## [What you should do]
Set down each line of the data below exactly.

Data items
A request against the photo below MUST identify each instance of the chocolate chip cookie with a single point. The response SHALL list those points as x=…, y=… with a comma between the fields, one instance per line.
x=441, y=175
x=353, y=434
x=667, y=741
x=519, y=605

## [Solution below]
A request against the photo below MUST identify each instance of the chocolate chip cookie with a single point. The response SHALL list those points as x=…, y=… with a comma between the fields, one instance per line.
x=441, y=175
x=353, y=434
x=667, y=741
x=519, y=605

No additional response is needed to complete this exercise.